### GOAL OF THE EXERCISE
A word-for-word restatement of the full listing is required.

### EXERCISE INPUT

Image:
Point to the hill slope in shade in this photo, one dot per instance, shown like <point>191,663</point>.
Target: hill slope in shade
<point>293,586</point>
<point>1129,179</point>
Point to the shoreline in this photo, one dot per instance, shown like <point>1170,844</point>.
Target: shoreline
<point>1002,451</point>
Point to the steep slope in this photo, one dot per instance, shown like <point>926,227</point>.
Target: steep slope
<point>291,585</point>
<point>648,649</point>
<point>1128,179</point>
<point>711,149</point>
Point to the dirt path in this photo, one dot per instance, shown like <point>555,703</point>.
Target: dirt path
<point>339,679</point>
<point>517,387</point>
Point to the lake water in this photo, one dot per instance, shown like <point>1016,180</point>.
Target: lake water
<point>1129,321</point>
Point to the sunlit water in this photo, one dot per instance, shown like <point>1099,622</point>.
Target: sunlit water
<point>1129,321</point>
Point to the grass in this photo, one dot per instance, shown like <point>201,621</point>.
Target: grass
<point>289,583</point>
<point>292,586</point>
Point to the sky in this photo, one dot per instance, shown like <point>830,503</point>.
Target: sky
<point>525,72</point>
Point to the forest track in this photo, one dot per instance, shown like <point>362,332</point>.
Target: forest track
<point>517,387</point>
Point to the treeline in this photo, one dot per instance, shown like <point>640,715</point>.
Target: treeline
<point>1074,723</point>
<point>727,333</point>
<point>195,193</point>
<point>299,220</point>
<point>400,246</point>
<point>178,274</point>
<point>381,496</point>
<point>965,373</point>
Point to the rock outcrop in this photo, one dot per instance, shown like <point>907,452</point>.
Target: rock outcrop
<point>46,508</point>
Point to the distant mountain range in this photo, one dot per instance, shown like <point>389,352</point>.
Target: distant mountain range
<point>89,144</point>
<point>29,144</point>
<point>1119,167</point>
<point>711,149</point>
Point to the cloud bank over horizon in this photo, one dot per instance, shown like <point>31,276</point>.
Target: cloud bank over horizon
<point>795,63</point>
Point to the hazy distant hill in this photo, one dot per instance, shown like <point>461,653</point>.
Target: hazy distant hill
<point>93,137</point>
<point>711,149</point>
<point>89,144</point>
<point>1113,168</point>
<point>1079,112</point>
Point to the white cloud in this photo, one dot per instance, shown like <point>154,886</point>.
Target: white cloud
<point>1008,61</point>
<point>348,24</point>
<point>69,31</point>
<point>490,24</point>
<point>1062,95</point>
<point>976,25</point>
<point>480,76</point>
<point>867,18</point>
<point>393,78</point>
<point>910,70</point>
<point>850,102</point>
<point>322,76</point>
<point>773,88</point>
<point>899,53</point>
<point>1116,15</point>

### SOLUTION TO THE EXERCISE
Image:
Point to the hill slope in shade in this photo, one dot per instance, shown like <point>191,663</point>.
Target: hill slope in shade
<point>293,586</point>
<point>1129,179</point>
Point to the shoreline in this photo, one dot per instance, shown like <point>1170,844</point>.
Target: shoreline
<point>1002,451</point>
Point to the steep slope in this photo, one dot per instance, shown like <point>926,227</point>.
Target: steep slope
<point>291,585</point>
<point>648,649</point>
<point>1128,179</point>
<point>711,149</point>
Point to the dirt path in this photo, one dot per instance, shown like <point>555,703</point>.
Target: dirt path
<point>339,679</point>
<point>517,387</point>
Point to the lake water in this photo, one dot per instance, shown like <point>1016,180</point>.
Target: lake water
<point>1129,321</point>
Point to the sunlit water in this photo, one dot per instance, shown like <point>1099,622</point>.
Target: sunlit water
<point>1129,321</point>
Point to the grass in this photo, one dot per instance, shown like <point>201,621</point>.
Target: grass
<point>289,583</point>
<point>292,586</point>
Point to the sky in this photo, one dot per instance, shown like <point>830,503</point>.
Target: sky
<point>525,72</point>
Point to the forest track in this photo, one dot per instance, shown like <point>362,332</point>.
Target: forest track
<point>517,387</point>
Point to the treeline in this photo, one dot per instance, shown like <point>640,715</point>.
Target: treeline
<point>1074,723</point>
<point>727,333</point>
<point>195,193</point>
<point>299,220</point>
<point>400,246</point>
<point>178,274</point>
<point>381,496</point>
<point>965,373</point>
Point to the rock outcrop in this photo, one dot per instance, shown like <point>907,452</point>.
Target: rock outcrop
<point>46,508</point>
Point to the distant mountain range in this photo, one dot per instance, shown like <point>389,352</point>.
Target: distant mountain range
<point>89,144</point>
<point>29,144</point>
<point>1119,167</point>
<point>711,149</point>
Point to the cloud bank over horizon in this photo, one dot per instance, shown like <point>31,276</point>.
Target: cloud bank over horizon
<point>795,63</point>
Point to the hazy distant hill in this photo, one dot per instance, shown like <point>461,653</point>.
Target: hazy distant hill
<point>93,137</point>
<point>711,149</point>
<point>89,144</point>
<point>1113,168</point>
<point>1079,112</point>
Point to the white cloud in this photo, one dot per instance, shown like <point>154,886</point>.
Target: white cloud
<point>1008,61</point>
<point>348,24</point>
<point>69,31</point>
<point>490,24</point>
<point>1062,95</point>
<point>976,25</point>
<point>480,76</point>
<point>867,18</point>
<point>393,78</point>
<point>910,70</point>
<point>850,102</point>
<point>322,76</point>
<point>773,88</point>
<point>899,53</point>
<point>1116,15</point>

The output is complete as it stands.